Directions for this task
Output only this range of the data below: the line that contains "Query: tall evergreen shrub" through the final line, both ends included, each retyped exactly.

Image-grounded pointing data
>>>

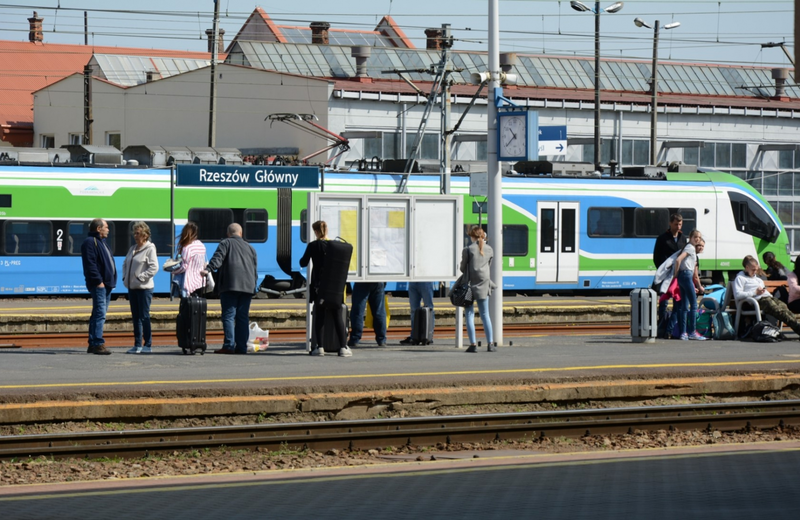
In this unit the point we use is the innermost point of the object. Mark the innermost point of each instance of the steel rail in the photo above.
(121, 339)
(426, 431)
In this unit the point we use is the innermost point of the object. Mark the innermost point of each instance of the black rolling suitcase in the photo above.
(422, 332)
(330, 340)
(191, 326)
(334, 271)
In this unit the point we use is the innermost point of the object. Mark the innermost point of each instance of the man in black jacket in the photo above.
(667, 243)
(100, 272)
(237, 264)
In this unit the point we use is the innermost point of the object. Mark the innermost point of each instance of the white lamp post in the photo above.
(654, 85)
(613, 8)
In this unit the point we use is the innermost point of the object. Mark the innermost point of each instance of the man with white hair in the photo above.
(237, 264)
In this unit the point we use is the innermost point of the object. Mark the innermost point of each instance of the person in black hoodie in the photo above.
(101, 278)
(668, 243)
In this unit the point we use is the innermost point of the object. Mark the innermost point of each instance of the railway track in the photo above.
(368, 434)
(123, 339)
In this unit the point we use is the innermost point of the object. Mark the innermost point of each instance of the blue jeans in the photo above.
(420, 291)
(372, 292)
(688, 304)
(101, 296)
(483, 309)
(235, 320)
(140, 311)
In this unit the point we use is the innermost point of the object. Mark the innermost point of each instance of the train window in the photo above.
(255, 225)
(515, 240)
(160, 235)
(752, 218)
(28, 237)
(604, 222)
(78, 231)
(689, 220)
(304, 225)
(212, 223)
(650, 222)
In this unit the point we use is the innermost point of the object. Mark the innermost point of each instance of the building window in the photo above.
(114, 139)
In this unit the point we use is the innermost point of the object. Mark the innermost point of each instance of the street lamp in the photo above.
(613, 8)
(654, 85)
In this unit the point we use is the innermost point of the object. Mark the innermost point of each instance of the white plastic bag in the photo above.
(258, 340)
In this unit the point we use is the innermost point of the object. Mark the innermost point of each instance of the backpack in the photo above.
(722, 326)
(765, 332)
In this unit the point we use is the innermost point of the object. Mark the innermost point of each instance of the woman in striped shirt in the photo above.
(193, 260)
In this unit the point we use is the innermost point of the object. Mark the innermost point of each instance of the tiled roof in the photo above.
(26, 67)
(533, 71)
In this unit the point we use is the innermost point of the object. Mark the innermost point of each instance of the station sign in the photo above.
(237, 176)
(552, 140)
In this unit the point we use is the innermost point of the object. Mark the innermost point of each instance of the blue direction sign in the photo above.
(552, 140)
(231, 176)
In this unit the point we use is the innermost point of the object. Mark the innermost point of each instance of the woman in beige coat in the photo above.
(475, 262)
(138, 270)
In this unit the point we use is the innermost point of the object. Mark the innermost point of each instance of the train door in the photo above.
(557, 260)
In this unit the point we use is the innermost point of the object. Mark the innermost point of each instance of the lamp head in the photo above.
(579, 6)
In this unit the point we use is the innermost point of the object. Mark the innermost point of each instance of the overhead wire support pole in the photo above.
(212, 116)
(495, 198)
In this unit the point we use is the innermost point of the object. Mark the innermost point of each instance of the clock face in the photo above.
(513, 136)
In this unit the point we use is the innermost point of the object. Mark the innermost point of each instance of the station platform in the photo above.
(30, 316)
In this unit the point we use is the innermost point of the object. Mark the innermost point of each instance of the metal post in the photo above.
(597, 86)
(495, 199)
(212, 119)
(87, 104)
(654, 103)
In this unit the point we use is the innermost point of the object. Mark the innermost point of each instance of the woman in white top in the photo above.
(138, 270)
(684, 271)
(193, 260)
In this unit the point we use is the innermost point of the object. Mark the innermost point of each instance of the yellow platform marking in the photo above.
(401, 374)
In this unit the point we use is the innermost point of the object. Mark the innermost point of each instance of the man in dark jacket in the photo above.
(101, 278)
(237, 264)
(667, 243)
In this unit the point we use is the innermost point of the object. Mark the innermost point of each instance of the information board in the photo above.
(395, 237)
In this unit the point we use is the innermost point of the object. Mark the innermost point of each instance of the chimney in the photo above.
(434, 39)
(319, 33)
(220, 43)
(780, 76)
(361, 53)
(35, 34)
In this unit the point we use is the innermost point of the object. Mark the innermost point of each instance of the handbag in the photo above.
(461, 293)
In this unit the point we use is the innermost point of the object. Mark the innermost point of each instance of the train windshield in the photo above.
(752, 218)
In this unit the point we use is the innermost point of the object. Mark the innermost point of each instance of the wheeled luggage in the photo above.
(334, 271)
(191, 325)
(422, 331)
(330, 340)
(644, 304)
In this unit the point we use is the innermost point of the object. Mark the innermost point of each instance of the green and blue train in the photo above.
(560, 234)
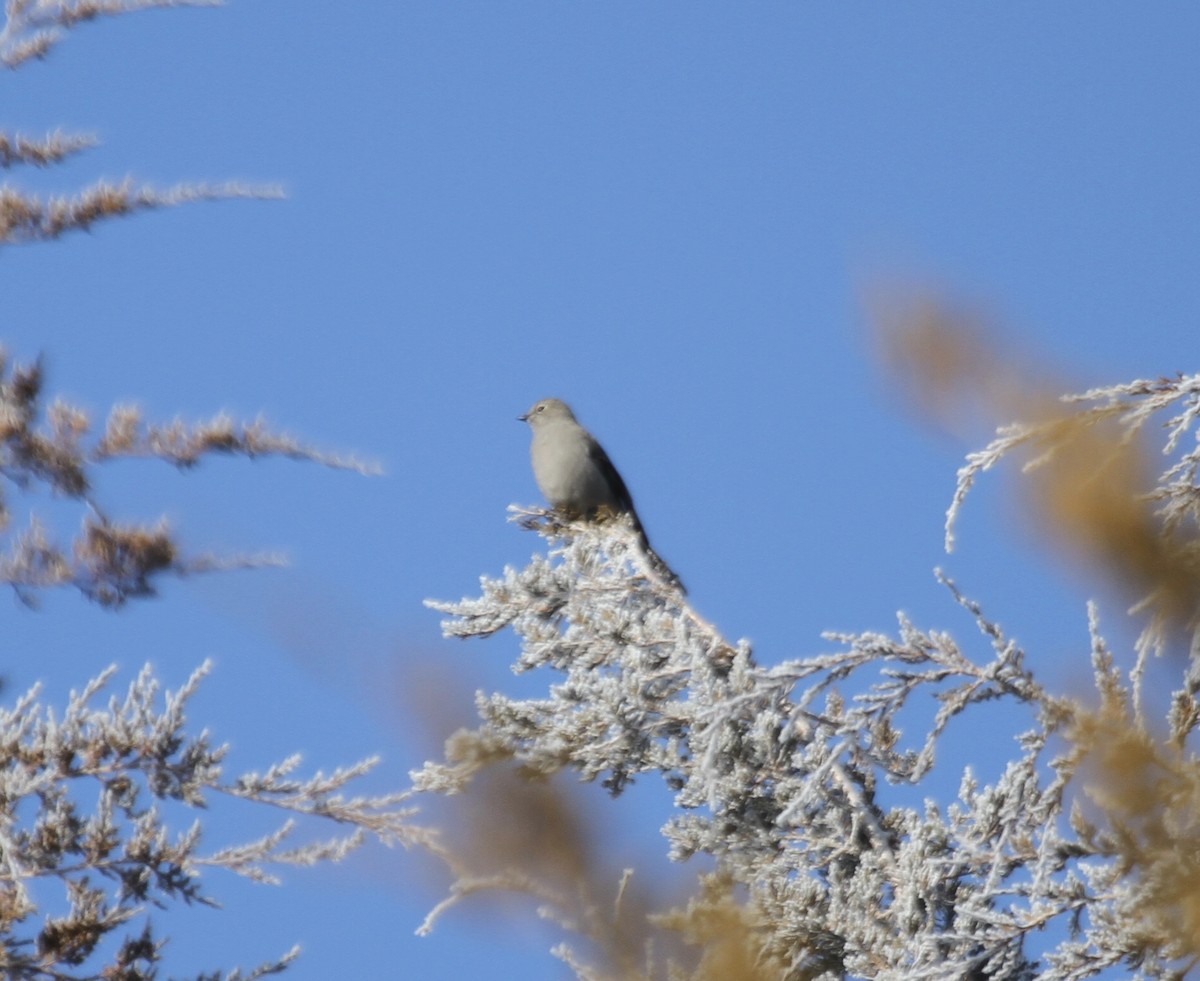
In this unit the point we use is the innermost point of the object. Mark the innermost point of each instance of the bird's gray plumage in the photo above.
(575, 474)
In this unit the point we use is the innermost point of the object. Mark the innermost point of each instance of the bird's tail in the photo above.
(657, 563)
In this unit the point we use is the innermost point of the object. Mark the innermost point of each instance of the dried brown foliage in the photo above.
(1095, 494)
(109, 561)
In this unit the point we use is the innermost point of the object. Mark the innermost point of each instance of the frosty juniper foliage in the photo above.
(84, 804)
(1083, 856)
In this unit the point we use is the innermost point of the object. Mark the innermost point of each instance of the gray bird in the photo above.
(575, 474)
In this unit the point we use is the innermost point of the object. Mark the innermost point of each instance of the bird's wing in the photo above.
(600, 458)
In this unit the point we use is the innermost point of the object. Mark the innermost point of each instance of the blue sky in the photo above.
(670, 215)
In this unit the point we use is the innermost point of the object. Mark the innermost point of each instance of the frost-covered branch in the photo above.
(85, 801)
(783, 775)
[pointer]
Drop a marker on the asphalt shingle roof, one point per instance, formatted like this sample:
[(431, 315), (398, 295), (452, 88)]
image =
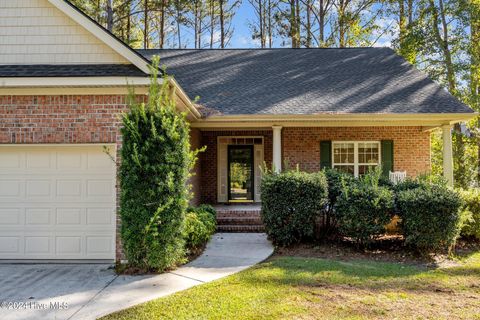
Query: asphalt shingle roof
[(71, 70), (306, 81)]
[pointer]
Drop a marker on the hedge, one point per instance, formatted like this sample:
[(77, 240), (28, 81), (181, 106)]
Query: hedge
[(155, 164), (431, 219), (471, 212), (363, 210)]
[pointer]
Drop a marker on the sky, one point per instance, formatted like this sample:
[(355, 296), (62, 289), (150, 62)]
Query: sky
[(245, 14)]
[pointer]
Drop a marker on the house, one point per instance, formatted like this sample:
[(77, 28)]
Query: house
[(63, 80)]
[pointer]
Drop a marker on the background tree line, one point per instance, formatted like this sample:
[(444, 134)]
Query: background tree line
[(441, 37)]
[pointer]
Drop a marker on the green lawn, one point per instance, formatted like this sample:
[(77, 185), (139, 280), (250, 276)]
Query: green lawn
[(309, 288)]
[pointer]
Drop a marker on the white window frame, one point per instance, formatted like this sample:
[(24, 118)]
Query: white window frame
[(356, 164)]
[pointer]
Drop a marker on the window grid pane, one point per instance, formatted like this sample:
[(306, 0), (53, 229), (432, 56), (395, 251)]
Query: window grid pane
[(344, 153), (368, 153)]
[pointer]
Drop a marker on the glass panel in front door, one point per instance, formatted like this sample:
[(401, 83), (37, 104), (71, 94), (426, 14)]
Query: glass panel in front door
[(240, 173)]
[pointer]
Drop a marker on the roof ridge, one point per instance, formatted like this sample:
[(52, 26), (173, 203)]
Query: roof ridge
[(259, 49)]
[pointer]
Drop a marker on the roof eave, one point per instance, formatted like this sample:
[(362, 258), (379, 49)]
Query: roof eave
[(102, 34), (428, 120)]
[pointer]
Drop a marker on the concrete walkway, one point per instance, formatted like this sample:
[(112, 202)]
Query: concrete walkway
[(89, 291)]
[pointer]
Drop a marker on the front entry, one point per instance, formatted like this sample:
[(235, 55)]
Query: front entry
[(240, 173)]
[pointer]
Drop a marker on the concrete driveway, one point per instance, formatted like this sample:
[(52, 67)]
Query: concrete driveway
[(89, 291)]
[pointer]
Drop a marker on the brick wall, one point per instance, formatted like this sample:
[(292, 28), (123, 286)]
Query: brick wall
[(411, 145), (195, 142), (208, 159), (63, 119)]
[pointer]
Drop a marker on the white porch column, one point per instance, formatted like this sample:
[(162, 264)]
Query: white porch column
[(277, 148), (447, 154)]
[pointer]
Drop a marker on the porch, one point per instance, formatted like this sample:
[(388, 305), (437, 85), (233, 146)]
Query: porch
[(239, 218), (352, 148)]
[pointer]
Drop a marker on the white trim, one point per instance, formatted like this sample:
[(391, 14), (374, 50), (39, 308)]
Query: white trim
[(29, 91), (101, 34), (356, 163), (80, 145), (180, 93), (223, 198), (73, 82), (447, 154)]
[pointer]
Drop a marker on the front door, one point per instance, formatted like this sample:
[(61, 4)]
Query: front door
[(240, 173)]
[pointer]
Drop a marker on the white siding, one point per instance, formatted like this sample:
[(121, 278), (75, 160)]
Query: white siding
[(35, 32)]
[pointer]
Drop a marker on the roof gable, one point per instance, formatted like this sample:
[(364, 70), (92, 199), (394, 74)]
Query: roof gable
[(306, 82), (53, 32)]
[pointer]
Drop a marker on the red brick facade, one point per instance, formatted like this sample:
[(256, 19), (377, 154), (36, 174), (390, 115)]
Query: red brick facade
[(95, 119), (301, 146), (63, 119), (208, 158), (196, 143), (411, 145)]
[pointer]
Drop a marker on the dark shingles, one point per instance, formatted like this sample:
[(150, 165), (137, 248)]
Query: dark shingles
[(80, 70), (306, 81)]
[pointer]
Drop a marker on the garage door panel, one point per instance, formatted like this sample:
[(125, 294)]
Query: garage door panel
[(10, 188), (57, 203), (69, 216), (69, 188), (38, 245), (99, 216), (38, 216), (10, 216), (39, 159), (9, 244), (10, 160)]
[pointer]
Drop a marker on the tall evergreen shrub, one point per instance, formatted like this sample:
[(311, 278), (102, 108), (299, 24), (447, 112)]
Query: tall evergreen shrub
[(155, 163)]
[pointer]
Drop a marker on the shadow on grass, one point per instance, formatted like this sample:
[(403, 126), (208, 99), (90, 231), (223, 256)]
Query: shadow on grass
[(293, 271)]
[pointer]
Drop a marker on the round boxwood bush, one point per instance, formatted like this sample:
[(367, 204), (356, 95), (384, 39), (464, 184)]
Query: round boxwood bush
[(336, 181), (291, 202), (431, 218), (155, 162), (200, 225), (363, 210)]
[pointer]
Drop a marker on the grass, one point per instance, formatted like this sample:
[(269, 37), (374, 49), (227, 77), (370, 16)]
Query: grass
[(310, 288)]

<<<

Task solution
Query: tall evergreen shrub
[(155, 163)]
[pointer]
Drop a marker on the shadow on grass, one point per instance, formatted like this sample:
[(403, 126), (208, 99), (90, 231), (223, 256)]
Query: shadow on grass
[(293, 271)]
[pointer]
Drop a marker on the round boxwood bush, one point per instance, formatted like this sample:
[(367, 204), (356, 95), (384, 39), (464, 184)]
Query: round boxwood bush
[(336, 181), (291, 202), (431, 218), (155, 162), (200, 225), (363, 210)]
[pointer]
Drop a marker on the grass, one point per instance, formatted like this sample:
[(269, 37), (374, 49), (227, 77), (370, 16)]
Query: grass
[(310, 288)]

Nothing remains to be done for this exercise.